▶ **TASK DETAILS**
Would you transcribe the line containing "Each matching instance of the overhead" and every line after it, through the end of the records below, exactly and with nothing else?

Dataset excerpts
═══

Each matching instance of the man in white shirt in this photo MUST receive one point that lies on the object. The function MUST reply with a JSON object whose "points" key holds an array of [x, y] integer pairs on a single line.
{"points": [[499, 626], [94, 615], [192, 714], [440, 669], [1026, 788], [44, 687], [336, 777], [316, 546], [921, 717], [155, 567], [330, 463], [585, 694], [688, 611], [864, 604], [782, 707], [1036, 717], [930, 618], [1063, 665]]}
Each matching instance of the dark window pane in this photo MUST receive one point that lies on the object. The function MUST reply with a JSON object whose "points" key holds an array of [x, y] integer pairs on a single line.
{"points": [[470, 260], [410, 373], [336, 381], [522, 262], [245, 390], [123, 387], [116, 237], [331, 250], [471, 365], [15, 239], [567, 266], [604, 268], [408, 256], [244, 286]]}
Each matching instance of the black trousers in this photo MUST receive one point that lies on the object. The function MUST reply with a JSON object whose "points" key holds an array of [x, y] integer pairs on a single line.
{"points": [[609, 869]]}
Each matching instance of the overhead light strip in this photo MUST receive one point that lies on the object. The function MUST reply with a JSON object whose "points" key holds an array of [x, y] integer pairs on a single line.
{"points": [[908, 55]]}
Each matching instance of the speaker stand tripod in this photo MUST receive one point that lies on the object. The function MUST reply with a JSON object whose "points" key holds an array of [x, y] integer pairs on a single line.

═══

▶ **THE COMPLETED TASK**
Each matching instance of the overhead light strip in this photo MUST receive one point that lies on the object. The function MUST reply with a JSON object whose "points" key holds an array of [x, y] integer pairs on a single line.
{"points": [[908, 55]]}
Each matching instance of the speaker stand tripod in this photo MUST receive one point that lies on the object. The function MUST reply with a JSON object whose "points" key holds an array of [x, y] integer pairs on a single line.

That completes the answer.